··· Passage to read

Updated: 2 hours ago

Kirk and Matt get $100 each per week and go head-to-head to see who can light the most money on fire betting the NFL this season.

kirk is emotionally checked out of this season

Kirk has gotten so sad about this season that Matt has started rooting for his picks. It's just not as fun when one of the contestants is emotionally broken. Come on, anytime touchdown parlays!


Our rules are simple:


  • Each of us gets $100 to bet every week.

  • We must bet the entire $100.

  • Picks go up Thursday, recaps on Tuesday.

  • Only bets that resolve that week (no futures).

  • Loser does the TB12 diet for a week


Any weekly profit can be banked and rolled forward. Any portion of the $100 you don’t lose stays in your total, but you can’t reuse it.


Now that the rules preamble is over, let’s get to the picks — hopefully we fare better than Kirk Cousins' mutilated achilles.

······
··· Data segment

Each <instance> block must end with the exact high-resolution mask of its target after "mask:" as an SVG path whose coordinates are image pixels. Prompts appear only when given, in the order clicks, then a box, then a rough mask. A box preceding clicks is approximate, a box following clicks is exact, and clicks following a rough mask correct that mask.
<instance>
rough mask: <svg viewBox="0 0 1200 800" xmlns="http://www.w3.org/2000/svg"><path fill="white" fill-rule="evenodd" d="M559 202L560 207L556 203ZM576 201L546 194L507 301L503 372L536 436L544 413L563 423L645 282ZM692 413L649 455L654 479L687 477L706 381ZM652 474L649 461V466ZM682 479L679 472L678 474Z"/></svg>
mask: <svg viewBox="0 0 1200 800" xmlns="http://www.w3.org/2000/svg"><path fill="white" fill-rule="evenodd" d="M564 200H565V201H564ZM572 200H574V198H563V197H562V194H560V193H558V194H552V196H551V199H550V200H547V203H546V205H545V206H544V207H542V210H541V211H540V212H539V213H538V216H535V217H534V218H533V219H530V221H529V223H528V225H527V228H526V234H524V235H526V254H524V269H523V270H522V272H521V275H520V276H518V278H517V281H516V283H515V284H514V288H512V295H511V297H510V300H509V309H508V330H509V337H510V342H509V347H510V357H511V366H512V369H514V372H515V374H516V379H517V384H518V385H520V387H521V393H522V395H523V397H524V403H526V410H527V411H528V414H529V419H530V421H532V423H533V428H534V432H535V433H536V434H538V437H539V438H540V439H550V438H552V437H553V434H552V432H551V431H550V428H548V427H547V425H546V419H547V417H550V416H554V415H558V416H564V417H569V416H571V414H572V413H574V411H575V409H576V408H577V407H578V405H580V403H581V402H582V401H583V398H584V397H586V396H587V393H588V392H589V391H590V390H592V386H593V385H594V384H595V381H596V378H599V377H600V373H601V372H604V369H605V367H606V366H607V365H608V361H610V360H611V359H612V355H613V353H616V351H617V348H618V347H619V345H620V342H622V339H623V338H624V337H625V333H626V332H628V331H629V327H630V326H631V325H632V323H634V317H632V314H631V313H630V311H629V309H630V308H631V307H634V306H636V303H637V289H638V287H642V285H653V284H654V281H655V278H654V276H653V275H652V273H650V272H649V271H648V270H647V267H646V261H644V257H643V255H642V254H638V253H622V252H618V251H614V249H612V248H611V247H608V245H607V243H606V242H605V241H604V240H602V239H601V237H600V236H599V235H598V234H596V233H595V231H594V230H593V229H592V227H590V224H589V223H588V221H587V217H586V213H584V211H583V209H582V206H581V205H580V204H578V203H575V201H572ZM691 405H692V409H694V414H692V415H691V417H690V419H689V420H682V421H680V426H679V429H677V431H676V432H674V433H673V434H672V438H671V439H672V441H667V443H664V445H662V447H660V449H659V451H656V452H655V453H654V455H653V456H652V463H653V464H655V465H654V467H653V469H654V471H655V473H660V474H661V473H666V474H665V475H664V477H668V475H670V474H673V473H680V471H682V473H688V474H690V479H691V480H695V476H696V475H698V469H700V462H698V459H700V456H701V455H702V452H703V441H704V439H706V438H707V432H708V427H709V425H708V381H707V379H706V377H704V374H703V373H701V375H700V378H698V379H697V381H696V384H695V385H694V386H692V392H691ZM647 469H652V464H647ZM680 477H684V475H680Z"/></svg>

······

Aim of the task – Reproduce verbatim the part of the NFL betting text above that begins at the words "Kirk and Matt" and ends after the words "bet every week.".

Task solution –
Kirk and Matt get $100 each per week and go head-to-head to see who can light the most money on fire betting the NFL this season.

kirk is emotionally checked out of this season

Kirk has gotten so sad about this season that Matt has started rooting for his picks. It's just not as fun when one of the contestants is emotionally broken. Come on, anytime touchdown parlays!


Our rules are simple:


  • Each of us gets $100 to bet every week.